## [What to produce]
Pick out every line of the rows below that contains the word "helmet" and copy each one.

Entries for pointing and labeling

····················

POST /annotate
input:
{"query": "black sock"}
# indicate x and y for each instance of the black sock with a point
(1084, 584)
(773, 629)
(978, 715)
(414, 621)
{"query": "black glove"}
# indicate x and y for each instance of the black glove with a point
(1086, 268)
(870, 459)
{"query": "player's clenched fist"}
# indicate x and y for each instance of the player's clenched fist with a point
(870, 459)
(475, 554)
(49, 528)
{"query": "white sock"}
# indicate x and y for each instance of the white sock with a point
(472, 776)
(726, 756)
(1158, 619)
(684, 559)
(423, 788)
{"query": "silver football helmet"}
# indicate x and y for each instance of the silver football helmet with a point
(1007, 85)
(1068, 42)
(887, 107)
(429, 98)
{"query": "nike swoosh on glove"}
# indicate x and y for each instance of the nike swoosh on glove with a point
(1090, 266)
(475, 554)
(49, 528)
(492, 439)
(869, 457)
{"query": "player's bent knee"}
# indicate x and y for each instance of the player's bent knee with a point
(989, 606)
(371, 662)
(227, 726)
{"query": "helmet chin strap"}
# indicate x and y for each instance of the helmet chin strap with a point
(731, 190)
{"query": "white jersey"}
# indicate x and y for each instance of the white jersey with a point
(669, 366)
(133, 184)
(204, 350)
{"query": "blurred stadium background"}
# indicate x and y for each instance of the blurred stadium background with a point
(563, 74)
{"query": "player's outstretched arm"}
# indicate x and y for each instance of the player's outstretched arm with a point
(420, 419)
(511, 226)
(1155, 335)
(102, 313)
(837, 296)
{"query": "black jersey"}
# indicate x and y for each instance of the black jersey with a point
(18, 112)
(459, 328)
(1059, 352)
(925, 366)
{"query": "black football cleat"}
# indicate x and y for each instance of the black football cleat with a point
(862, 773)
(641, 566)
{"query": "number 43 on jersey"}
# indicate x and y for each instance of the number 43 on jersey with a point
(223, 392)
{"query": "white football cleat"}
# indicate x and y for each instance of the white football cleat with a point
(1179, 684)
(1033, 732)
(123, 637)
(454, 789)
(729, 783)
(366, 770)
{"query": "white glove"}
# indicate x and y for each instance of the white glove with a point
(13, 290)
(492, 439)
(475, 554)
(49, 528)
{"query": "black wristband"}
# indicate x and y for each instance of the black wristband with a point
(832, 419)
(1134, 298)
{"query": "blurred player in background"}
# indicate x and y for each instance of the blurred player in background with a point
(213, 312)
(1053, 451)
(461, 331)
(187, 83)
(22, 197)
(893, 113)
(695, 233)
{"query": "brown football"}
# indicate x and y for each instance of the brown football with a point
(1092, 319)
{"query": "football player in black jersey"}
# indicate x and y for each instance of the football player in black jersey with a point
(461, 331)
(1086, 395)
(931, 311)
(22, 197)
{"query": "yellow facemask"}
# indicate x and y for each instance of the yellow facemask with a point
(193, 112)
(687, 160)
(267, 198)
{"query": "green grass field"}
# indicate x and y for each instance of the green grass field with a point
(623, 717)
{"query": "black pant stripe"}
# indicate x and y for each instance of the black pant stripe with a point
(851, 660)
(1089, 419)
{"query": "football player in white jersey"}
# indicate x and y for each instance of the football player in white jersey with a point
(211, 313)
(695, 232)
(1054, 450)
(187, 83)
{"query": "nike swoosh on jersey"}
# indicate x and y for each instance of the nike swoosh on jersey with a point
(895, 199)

····················

## [Answer for this exercise]
{"query": "silver football helmet"}
# indicate x and y for each instance of the silver football helmet with a point
{"query": "helmet chin strap"}
# indicate x and y for each instance of the helmet chin strap with a point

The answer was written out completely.